PAGE
******

# German Shepherd Mix?



## Rchisum (Mar 15, 2019)

We adopted this guy from a friend of a friend (accident litter) never got to see pictures of the parents, but curious to know opinions of posters on this forum, what you all think he is mixed with? 
And also curious about those ears, when he was 8 weeks I though they would be floppy his whole life, but now at 4 months they seem to be coming up more than down!


----------



## Judy Untamed (Oct 26, 2018)

Awwwwww! I just went a little heart-melty. :wub:

My guess would be some sort of collie mix. Whatever he is, he's absolutely adorable!


----------



## Sabis mom (Mar 20, 2014)

What a sweet face. My guess would be some type of collie mix but really what area do you live in? Look around at your common strays and that will probably tell you. 
I lived in a city for years that kept posting stray dogs in shelters as Rhodesian Ridgeback mixes and I have seen maybe two of them in like 20 years, I am also in Canada and every speckled dog I see is an apparent Catahoula mix but I still have yet to see a purebred one up here, lol. 
Whenever dad is an unknown I look at what was running loose near mom.


----------



## Rchisum (Mar 15, 2019)

The owner said parents are German Shepherd and Lab, not sure which was female/male. He's got a corkscrew of a tail and he is pretty long.


----------



## Rchisum (Mar 15, 2019)

Kind of surprised to see Collie mix suggested.


----------



## middleofnowhere (Dec 20, 2000)

I don't see lab but hey. Mixes can be hard to determine from looks. I'd almost think some BC in there with GSD. But cute, very cute. Very good attention.


----------



## MineAreWorkingline (May 2, 2015)

Collie / German Shepherd mixes were very popular when I was a kid. He very much looks like one.


----------



## Jenny720 (Nov 21, 2014)

******

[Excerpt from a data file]
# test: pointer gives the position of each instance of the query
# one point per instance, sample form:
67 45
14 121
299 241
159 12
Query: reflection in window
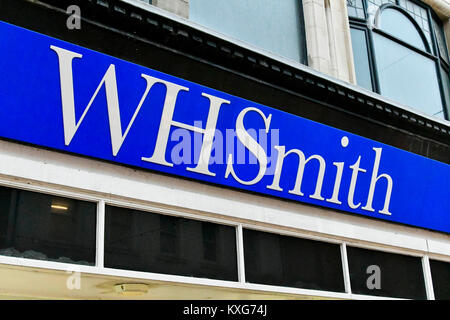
403 62
398 25
440 273
292 262
149 242
420 15
385 274
361 58
407 76
45 227
356 9
275 26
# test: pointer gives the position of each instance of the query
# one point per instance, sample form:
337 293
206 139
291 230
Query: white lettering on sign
244 135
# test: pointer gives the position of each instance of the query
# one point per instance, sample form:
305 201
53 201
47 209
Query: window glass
361 58
292 262
355 8
446 85
275 26
440 38
149 242
420 15
385 274
407 77
45 227
397 24
440 273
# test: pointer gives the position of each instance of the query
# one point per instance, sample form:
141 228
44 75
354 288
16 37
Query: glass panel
385 274
373 5
275 26
395 23
45 227
407 77
419 14
149 242
440 273
440 38
292 262
355 9
361 58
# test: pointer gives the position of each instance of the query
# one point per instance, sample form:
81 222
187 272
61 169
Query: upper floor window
274 26
400 52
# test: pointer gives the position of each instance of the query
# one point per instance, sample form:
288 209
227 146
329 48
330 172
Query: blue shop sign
61 96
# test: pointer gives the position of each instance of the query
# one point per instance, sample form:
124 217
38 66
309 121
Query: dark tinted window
149 242
385 274
45 227
440 272
292 262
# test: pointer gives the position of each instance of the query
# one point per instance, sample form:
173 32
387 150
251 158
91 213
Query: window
400 52
385 274
150 242
44 227
275 26
292 262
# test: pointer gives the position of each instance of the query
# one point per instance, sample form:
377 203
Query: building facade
334 91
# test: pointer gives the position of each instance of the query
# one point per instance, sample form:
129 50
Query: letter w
112 99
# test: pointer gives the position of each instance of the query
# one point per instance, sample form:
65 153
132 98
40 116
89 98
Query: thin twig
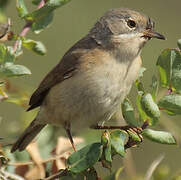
27 27
31 162
57 175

******

TASKS TO CARRY OUT
A. Answer these questions using the German Shepherd mix thread:
(i) How old is the dog now, according to its owner?
(ii) Which two breeds did the previous owner say the parents are?
(iii) Which mix does one poster say every speckled dog in Canada is apparently labeled as?
B. Go on with the German Shepherd mix thread from the point where it stops.
The listing has no connection to the German Shepherd mix thread.

SET OF ANSWERS
A.
(i) 4 months
(ii) German Shepherd and Lab
(iii) Catahoula mix

B.
Tails get more floof usually after a year old. I had a shepherd/ collie possibly golden retriever mix looked like your pup but had a tan body and black face. He was one of the greats! Same ears they never stood.


----------



## Kazel (Nov 29, 2016)

I've been seeing a lot of Aussie and border collies mixed with GSDs lately. As well as other herding and guardian breeds. Unfortunately husky is probably the most common. He doesn't look like any lab/GSD mixes I've seen. Was the GSD parent a longcoat? 

Also Sabi, do you guys have a lot of ranchers and such around you? I'm down in MT and cats are becoming super common as are the mixes. People use them for hunting and herding. Also saw a Rhodesian ridgeback mix litter (either dad or mom was purebred, other was a blue tick I think) those puppies were about $200 and I can guarantee at least some of them will end up being bred. By spotted do you mean Merle or more like heeler?


----------



## Kari01 (Sep 7, 2018)

Congrats, very cute! I'm going to guess a border collie x gsd! I grew up in an area with many pure bred border collies, definitely has that look to me. Although it would be more usual for it to be more of a mix of different things, but not sure about your area.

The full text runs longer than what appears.